*OBJECTIVE 1*.
Reproduce the stretch of the job-scheduling documentation from "CREATE FUNCTION my_table_created()" through "quickly schedule jobs.", changing "trigger_name" to "my_table_insert_trigger".
*OBJECTIVE 2*.
Write what follows in the PostgreSQL job-scheduling documentation, picking up after its last sentence.

*READING TEXT*.
════════════════

It's recommended that you use PostgreSQL's named parameters for the other parameters so that you only need specify the arguments you're using:

SELECT graphile_worker.add_job('reminder', run_at := NOW() + INTERVAL '2 days');

TIP: if you want to run a job after a variable number of seconds according to the database time (rather than the application time), you can use interval multiplication; see run_at in this example:

SELECT graphile_worker.add_job(
  $1,
  payload := $2,
  queue_name := $3,
  max_attempts := $4,
  run_at := NOW() + ($5 * INTERVAL '1 second')
);

NOTE: graphile_worker.add_job(...) requires database owner privileges to execute. To allow lower-privileged users to call it, wrap it inside a PostgreSQL function marked as SECURITY DEFINER so that it will run with the same privileges as the more powerful user that defined it. (Be sure that this function performs any access checks that are necessary.)

Example: scheduling job from trigger

This snippet creates a trigger function which adds a job to execute task_identifier_here when a new row is inserted into my_table.

CREATE FUNCTION my_table_created() RETURNS trigger AS $$
BEGIN
  PERFORM graphile_worker.add_job('task_identifier_here', json_build_object('id', NEW.id));
  RETURN NEW;
END;
$$ LANGUAGE plpgsql VOLATILE;

CREATE TRIGGER trigger_name AFTER INSERT ON my_table FOR EACH ROW EXECUTE PROCEDURE my_table_created();

Example: one trigger function to rule them all

If your tables are all defined with a single primary key named id then you can define a more convenient dynamic trigger function which can be called from multiple triggers for multiple tables to quickly schedule jobs.

════════════════

Examples of point labeling
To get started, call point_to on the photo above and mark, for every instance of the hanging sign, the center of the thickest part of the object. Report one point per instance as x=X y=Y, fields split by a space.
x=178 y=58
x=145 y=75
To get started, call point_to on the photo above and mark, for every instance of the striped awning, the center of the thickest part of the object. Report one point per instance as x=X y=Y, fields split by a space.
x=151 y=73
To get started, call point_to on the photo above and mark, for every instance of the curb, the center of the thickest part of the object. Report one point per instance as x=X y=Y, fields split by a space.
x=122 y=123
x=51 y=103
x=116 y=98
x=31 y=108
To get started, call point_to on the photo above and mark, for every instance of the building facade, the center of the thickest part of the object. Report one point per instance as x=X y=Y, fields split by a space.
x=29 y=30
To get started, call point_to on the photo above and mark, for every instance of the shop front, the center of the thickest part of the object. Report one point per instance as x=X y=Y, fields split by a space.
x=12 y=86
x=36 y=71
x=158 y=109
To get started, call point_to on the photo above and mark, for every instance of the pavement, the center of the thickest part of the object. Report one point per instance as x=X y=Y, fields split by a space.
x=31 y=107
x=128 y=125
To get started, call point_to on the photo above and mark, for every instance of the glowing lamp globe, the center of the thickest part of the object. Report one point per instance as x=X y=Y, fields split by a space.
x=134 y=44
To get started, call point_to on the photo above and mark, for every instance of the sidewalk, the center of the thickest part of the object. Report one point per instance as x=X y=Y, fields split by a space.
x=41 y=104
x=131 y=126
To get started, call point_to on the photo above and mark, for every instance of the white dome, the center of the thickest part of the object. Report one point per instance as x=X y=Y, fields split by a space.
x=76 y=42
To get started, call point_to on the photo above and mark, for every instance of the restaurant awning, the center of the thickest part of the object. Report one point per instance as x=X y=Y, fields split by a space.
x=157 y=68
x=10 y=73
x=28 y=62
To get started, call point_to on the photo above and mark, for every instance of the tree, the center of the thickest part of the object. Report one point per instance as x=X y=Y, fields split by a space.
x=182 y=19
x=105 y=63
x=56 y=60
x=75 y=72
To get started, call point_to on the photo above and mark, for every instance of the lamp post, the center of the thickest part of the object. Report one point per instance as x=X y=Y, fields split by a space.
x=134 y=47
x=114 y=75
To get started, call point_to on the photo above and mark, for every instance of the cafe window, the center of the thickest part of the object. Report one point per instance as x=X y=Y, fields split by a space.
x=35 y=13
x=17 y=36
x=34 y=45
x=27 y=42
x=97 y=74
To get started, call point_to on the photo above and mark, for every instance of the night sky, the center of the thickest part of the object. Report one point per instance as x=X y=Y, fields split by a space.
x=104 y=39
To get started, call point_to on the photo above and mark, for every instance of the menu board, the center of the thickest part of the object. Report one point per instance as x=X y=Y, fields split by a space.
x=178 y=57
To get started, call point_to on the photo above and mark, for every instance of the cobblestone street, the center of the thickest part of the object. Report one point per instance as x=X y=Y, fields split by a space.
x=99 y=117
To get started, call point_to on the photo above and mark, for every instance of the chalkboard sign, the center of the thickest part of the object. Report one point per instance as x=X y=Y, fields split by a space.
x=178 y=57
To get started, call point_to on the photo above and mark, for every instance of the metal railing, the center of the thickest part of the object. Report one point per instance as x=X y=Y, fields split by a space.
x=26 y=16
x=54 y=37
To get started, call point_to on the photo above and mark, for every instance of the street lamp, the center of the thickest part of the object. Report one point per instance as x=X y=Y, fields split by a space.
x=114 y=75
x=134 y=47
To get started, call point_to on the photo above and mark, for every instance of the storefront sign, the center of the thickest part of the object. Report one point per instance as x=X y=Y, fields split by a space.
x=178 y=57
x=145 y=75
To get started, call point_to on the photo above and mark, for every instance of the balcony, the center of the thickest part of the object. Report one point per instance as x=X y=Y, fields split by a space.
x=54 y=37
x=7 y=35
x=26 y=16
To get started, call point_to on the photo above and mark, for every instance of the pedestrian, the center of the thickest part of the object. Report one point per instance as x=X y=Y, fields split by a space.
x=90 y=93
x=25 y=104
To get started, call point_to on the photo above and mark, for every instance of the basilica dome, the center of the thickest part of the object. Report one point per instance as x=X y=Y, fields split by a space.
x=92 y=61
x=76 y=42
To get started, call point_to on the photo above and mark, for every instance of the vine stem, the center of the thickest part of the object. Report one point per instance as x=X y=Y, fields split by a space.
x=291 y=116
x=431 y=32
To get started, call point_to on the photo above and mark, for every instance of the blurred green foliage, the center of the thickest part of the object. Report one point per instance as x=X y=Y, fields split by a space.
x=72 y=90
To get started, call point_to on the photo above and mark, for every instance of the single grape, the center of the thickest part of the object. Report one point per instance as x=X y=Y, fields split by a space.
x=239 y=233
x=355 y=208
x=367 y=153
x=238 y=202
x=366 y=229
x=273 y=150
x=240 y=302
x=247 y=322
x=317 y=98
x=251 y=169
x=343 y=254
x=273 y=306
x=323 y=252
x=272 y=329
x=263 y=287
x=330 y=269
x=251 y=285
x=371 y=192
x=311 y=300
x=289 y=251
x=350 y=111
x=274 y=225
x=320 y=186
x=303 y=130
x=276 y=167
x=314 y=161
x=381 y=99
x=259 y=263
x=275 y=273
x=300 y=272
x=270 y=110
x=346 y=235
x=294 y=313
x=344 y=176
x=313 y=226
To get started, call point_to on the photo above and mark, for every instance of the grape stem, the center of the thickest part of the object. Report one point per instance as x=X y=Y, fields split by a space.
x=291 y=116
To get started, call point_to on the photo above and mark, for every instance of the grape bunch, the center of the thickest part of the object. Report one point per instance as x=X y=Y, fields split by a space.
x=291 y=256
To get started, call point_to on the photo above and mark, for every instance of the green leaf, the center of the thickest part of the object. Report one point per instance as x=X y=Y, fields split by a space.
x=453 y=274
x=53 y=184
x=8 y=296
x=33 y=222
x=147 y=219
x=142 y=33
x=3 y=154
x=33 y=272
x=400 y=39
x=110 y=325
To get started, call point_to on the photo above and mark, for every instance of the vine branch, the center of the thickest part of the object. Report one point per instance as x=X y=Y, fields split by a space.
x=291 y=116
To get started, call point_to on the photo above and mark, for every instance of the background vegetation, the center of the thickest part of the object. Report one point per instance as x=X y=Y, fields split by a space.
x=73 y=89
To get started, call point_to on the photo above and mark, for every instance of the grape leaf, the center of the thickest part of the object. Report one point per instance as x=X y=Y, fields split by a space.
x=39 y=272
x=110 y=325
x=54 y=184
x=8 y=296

════════════════

*OUTPUT 1*.
CREATE FUNCTION my_table_created() RETURNS trigger AS $$
BEGIN
  PERFORM graphile_worker.add_job('task_identifier_here', json_build_object('id', NEW.id));
  RETURN NEW;
END;
$$ LANGUAGE plpgsql VOLATILE;

CREATE TRIGGER my_table_insert_trigger AFTER INSERT ON my_table FOR EACH ROW EXECUTE PROCEDURE my_table_created();

Example: one trigger function to rule them all

If your tables are all defined with a single primary key named id then you can define a more convenient dynamic trigger function which can be called from multiple triggers for multiple tables to quickly schedule jobs.

*OUTPUT 2*.
CREATE FUNCTION trigger_job() RETURNS trigger AS $$
BEGIN
  PERFORM graphile_worker.add_job(TG_ARGV[0], json_build_object(
    'schema', TG_TABLE_SCHEMA,
    'table', TG_TABLE_NAME,
    'op', TG_OP,
    'id', (CASE WHEN TG_OP = 'DELETE' THEN OLD.id ELSE NEW.id END)
  ));
  RETURN NEW;
END;
$$ LANGUAGE plpgsql VOLATILE;

You might use this trigger like this:

CREATE TRIGGER send_verification_email
  AFTER INSERT ON user_emails
  FOR EACH ROW
  WHEN (NEW.verified is false)
  EXECUTE PROCEDURE trigger_job('send_verification_email');
CREATE TRIGGER user_changed
  AFTER INSERT OR UPDATE OR DELETE ON users
  FOR EACH ROW
  EXECUTE PROCEDURE trigger_job('user_changed');
CREATE TRIGGER generate_pdf
  AFTER INSERT ON pdfs
  FOR EACH ROW
  EXECUTE PROCEDURE trigger_job('generate_pdf');
CREATE TRIGGER generate_pdf_update
  AFTER UPDATE ON pdfs
  FOR EACH ROW
  WHEN (NEW.title IS DISTINCT FROM OLD.title)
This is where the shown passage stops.